» **WORK TASK**
The entries that follow should come back exactly, with no pictures among them.

Data entries
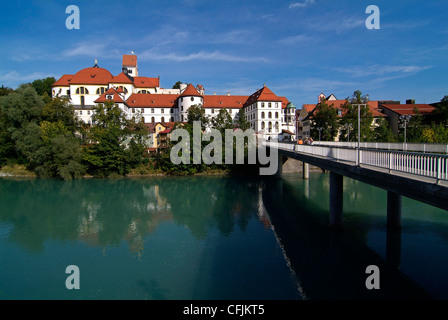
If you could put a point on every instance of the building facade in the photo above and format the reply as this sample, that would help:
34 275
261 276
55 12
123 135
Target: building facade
268 114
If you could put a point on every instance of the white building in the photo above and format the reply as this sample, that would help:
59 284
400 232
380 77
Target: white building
268 114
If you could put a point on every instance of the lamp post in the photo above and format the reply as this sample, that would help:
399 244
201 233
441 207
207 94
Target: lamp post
320 129
405 119
358 160
348 126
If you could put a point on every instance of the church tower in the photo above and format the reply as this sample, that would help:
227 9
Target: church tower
129 65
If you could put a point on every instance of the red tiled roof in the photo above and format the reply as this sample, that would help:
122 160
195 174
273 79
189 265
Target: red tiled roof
142 100
285 102
115 97
129 60
408 109
190 91
217 101
263 94
63 81
145 82
121 78
93 75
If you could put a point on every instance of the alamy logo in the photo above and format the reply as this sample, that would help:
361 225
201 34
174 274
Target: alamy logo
72 281
73 20
373 21
234 140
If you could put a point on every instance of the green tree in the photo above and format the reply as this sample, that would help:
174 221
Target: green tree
441 110
325 117
197 113
114 142
350 116
177 85
382 132
4 91
241 120
43 86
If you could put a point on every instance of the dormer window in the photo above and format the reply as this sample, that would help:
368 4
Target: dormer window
82 90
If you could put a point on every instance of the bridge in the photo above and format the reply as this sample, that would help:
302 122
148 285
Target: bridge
420 172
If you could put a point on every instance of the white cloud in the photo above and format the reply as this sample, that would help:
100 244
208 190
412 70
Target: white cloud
201 55
383 70
301 4
12 78
294 39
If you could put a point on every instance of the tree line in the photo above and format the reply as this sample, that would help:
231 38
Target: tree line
46 136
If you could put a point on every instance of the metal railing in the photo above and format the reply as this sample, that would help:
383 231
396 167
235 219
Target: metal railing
421 164
398 146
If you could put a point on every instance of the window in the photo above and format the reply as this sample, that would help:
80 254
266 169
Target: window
82 90
124 89
100 90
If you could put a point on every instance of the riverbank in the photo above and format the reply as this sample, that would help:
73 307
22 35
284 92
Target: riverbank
290 166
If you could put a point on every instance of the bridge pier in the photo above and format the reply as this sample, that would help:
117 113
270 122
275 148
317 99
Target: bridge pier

» **OUTPUT FOR THIS TASK**
If you could put a point on every instance of the building facade in the photo above and format the reply as this sample, that would help:
34 275
261 276
55 12
123 135
Target: building facade
268 114
If you could put a point on every instance of the white building in the photo above and format the reply as this sample, that would help:
59 284
400 232
380 77
Target: white building
268 114
If you could put a point on every instance of the lamp post in the photo above and format the reply as this sample, that would help:
399 244
201 233
441 207
207 94
Target: lamp post
320 129
405 119
358 160
348 126
If you could put a point on every instance of the church tower in the photo above and format the reply as this sample, that would help:
227 9
Target: church tower
129 65
If you could put a point on every instance of the red tiled roof in the photo above and format the reply as this sample, that would help:
122 160
195 174
273 79
189 265
Target: red tiled roof
142 100
285 102
115 97
129 60
408 109
190 91
217 101
263 94
63 81
145 82
121 78
93 75
If you could put a point on every instance of the alamy logo in the photo above and format the reply as this sample, that would help:
361 225
201 34
174 274
Target: alamy logo
72 281
73 20
373 21
234 140
If you could put a point on every instance of the green tree in the photo above and format the reply as this sample, that would help:
174 221
Target: green tree
441 110
325 117
197 113
114 142
350 116
177 85
382 132
4 91
241 120
43 86
If you could put a point on every instance of the dormer window in the photo above and format the reply as this sample, that would help:
368 4
Target: dormer window
82 90
If you could put a point on every instance of the bridge in the photo above and format the reply as this sample, that would help:
302 122
148 285
Target: bridge
420 172
If you could put a point on every instance of the white cloud in the photo above and format the reply as this sample, that would help:
100 244
208 190
412 70
Target: white cloud
201 55
383 70
301 4
12 78
294 39
If you could put a point on every instance of the tree line in the photo above and format the reply as this sample, that would help:
231 38
Target: tree line
46 136
If you could put a point on every instance of the metal railing in the photo above and format the reply as this sample, that would help:
383 231
396 167
235 219
Target: metal railing
421 164
398 146
If you could put a point on every instance of the window in the photo above and format the reply as this sample, that would help:
80 254
266 169
Target: window
82 90
124 89
100 90
If you could put a point on every instance of the riverbank in the photo above and format the reply as this sample, that would help:
73 307
22 35
284 92
Target: riverbank
290 166
If you could put a point on every instance of the bridge pier in the photo above and format the reply as this sample, that would help:
117 113
270 122
275 148
317 99
Target: bridge pier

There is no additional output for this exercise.